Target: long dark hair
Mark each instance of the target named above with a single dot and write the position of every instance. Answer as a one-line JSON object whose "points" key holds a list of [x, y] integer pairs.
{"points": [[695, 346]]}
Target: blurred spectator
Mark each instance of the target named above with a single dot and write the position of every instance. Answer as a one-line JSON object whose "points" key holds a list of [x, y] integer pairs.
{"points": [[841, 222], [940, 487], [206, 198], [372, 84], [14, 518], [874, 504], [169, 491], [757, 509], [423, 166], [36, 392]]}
* * *
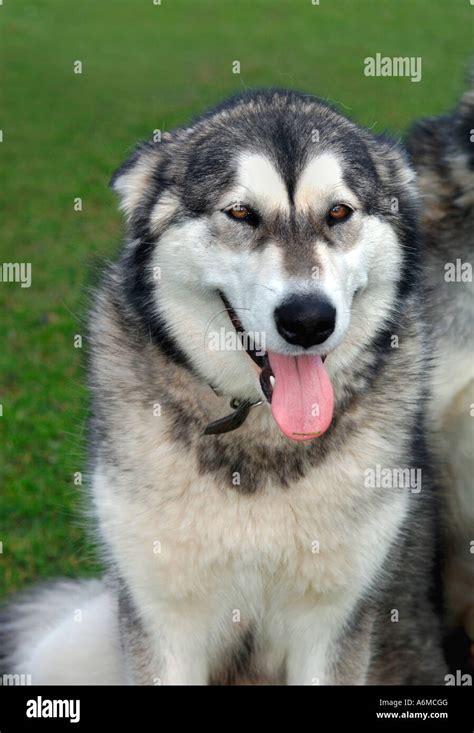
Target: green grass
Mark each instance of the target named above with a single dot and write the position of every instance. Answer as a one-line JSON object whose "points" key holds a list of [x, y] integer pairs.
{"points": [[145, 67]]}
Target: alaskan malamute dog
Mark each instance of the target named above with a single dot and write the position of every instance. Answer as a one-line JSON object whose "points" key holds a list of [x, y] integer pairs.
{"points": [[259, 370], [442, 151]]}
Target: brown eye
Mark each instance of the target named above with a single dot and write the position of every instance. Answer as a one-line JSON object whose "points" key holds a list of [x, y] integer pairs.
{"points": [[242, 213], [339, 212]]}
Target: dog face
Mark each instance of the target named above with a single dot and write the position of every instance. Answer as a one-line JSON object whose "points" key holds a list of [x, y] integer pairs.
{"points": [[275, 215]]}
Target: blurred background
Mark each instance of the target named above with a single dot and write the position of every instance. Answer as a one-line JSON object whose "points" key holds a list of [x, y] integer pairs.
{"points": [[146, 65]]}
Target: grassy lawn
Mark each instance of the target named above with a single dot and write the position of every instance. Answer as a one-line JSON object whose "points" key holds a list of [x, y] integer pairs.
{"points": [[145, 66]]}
---
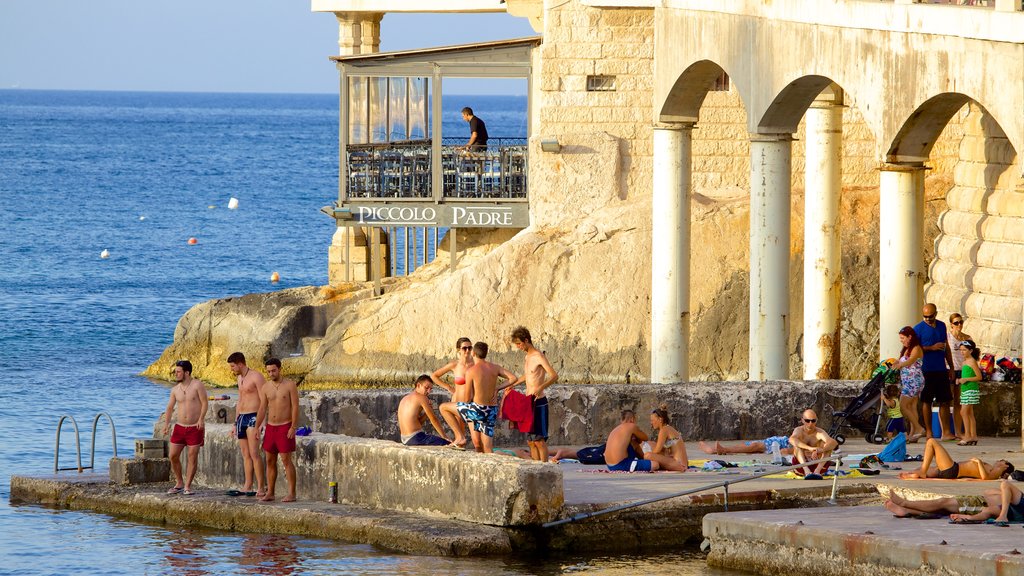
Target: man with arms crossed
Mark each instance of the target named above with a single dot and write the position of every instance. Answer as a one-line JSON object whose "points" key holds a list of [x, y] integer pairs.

Brief: Identify each line in the records above that contains the word "blurred", and copy it out in full.

Answer:
Target: blurred spectator
Target: blurred background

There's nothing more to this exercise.